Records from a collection
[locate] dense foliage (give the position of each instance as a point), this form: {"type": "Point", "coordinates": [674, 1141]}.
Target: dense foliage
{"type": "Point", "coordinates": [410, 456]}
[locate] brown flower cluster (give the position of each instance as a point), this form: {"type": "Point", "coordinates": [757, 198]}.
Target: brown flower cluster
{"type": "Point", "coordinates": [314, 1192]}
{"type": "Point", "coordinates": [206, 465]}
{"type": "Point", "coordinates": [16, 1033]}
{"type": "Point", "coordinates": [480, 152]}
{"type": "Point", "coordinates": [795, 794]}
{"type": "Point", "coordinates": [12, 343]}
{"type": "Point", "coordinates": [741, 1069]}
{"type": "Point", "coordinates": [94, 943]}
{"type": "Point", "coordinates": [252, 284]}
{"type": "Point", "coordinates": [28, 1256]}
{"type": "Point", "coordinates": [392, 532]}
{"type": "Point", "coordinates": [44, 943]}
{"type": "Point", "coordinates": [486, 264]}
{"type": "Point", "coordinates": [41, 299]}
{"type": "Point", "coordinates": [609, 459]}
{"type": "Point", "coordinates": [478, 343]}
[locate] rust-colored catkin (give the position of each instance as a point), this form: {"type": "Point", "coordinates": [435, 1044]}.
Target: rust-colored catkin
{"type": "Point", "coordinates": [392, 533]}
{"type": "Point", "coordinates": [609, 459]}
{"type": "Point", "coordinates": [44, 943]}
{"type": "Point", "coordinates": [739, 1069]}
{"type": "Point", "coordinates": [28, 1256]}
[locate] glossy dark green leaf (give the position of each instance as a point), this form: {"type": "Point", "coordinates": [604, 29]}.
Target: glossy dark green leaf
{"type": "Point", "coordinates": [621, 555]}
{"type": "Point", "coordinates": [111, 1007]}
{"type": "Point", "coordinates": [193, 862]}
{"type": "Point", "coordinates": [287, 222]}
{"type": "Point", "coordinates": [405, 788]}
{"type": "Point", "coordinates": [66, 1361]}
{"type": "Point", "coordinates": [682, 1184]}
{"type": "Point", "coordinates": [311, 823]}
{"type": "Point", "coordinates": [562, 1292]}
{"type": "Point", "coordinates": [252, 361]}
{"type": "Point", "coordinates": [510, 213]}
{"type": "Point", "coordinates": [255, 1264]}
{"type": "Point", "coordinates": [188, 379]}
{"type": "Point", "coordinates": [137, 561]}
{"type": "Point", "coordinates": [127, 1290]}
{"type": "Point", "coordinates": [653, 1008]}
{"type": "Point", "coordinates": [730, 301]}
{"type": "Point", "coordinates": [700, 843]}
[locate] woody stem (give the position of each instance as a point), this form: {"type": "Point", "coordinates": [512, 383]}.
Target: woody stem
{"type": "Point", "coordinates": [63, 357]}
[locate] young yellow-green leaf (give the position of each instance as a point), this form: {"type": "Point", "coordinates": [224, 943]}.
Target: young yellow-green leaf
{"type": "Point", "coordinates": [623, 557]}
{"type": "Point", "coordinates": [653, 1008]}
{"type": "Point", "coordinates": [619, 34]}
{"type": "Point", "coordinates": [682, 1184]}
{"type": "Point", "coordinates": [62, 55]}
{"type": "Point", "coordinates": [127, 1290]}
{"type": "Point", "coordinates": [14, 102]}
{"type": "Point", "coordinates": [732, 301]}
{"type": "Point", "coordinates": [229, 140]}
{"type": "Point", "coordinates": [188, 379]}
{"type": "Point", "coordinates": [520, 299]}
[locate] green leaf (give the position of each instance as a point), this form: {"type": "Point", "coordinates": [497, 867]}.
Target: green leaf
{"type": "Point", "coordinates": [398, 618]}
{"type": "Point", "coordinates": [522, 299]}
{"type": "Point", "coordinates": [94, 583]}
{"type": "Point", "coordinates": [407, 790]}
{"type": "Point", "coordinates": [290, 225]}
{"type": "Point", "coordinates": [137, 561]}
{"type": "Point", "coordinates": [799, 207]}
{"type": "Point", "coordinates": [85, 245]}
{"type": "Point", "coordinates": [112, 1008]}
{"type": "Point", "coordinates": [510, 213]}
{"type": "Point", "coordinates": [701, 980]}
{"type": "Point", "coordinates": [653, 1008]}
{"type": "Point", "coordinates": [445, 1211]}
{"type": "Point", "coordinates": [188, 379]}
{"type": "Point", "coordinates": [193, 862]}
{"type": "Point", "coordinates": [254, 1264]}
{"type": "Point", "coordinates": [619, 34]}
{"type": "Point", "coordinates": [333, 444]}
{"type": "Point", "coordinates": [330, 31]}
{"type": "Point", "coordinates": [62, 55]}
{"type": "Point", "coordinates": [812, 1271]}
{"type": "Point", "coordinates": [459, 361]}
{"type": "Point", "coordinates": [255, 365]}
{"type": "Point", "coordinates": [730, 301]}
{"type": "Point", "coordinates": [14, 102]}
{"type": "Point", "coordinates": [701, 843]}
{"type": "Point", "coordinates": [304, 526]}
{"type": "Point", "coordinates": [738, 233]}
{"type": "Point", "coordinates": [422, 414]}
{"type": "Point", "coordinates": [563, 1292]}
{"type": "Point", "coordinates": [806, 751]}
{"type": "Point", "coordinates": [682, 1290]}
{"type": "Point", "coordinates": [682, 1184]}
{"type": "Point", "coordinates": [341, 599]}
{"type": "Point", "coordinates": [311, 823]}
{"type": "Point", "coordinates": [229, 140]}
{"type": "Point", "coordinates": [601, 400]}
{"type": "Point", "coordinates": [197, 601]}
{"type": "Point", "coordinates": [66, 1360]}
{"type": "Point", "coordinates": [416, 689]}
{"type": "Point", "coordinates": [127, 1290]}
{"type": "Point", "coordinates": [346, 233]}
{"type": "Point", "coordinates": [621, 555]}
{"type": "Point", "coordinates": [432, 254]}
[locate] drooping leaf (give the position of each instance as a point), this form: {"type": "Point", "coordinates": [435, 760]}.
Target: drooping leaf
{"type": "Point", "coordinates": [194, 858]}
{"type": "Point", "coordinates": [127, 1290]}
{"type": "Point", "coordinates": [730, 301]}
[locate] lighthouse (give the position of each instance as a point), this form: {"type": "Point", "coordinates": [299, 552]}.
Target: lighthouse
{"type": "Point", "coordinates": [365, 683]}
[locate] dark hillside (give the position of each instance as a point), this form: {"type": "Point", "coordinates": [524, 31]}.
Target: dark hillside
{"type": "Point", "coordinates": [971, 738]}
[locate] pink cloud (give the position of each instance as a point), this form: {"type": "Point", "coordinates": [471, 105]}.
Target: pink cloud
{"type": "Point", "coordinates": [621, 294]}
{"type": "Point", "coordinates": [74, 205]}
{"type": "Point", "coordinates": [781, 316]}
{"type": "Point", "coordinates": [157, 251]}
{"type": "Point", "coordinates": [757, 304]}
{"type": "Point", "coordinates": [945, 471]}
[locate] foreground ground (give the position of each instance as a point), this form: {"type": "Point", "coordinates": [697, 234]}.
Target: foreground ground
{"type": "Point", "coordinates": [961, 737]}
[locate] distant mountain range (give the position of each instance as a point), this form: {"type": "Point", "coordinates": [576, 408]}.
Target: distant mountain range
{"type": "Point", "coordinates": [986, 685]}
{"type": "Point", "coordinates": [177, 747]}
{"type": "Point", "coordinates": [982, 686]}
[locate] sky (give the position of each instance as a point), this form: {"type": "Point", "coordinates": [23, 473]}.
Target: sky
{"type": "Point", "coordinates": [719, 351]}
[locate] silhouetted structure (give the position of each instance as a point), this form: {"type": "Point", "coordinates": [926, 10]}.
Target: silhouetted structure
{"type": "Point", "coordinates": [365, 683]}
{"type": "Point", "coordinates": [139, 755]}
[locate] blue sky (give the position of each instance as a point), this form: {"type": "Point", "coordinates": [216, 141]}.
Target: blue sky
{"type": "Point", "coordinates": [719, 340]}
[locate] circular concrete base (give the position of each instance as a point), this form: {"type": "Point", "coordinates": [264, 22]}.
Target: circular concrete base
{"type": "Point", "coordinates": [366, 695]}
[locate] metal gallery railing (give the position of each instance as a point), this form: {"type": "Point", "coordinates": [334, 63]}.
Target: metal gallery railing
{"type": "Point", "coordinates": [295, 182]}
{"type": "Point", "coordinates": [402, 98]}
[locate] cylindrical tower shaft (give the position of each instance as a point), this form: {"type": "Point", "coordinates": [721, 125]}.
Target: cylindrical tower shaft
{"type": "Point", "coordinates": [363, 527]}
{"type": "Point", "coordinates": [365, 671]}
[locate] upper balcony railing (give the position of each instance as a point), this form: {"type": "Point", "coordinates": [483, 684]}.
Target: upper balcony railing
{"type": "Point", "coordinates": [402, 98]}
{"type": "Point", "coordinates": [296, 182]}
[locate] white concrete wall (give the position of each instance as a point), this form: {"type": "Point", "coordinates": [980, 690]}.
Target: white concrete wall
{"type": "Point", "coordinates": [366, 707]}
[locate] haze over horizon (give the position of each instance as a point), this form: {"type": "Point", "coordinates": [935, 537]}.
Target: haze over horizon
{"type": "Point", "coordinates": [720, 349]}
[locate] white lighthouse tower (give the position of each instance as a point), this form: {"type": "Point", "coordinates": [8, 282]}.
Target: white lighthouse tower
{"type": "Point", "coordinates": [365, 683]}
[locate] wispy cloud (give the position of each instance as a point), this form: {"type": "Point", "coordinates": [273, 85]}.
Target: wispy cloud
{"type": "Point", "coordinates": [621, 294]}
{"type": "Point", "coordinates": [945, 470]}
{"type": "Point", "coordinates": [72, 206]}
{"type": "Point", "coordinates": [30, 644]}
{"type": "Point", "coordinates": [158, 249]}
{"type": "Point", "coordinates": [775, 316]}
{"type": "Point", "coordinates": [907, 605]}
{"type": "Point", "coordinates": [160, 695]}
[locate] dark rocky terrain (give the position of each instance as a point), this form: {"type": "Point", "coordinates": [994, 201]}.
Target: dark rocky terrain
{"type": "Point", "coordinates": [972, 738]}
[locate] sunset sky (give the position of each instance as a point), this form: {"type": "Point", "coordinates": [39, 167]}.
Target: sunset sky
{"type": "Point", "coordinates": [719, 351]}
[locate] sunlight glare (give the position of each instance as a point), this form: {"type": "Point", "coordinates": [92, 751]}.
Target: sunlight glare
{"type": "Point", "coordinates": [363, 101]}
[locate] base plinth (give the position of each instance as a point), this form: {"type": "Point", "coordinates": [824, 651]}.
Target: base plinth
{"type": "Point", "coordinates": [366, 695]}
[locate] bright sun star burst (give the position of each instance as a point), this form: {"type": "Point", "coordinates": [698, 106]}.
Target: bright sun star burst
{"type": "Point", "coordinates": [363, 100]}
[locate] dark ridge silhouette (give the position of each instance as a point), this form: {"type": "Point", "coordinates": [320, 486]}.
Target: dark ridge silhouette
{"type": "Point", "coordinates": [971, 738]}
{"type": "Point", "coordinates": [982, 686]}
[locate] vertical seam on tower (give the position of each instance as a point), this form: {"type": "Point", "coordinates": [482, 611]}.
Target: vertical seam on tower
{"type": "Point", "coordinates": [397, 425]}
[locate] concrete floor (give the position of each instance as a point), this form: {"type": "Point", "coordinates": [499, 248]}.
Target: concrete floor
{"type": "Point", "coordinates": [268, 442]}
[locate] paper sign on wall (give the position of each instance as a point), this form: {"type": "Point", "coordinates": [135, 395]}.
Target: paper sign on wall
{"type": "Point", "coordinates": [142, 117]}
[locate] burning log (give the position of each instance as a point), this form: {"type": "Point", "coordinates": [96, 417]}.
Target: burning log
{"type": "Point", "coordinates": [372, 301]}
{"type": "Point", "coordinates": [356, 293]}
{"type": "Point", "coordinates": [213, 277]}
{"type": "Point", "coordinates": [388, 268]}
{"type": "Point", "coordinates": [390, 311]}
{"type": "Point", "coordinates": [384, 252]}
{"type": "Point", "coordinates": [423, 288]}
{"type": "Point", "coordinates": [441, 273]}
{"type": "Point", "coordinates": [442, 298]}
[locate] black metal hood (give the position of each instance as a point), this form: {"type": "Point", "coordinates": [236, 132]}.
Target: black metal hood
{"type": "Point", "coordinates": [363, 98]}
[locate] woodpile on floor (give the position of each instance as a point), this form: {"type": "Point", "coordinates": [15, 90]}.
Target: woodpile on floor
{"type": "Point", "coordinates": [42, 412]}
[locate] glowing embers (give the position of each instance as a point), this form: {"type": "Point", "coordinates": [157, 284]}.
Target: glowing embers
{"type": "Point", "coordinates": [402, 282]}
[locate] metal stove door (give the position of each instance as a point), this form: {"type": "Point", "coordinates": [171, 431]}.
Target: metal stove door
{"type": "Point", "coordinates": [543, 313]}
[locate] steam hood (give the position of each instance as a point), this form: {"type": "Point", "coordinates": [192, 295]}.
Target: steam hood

# What you have to do
If a line in the records above includes the string "steam", copy it.

# Solved problem
[locate] steam hood (give the position of each instance as a point), this form: {"type": "Point", "coordinates": [192, 295]}.
Target: steam hood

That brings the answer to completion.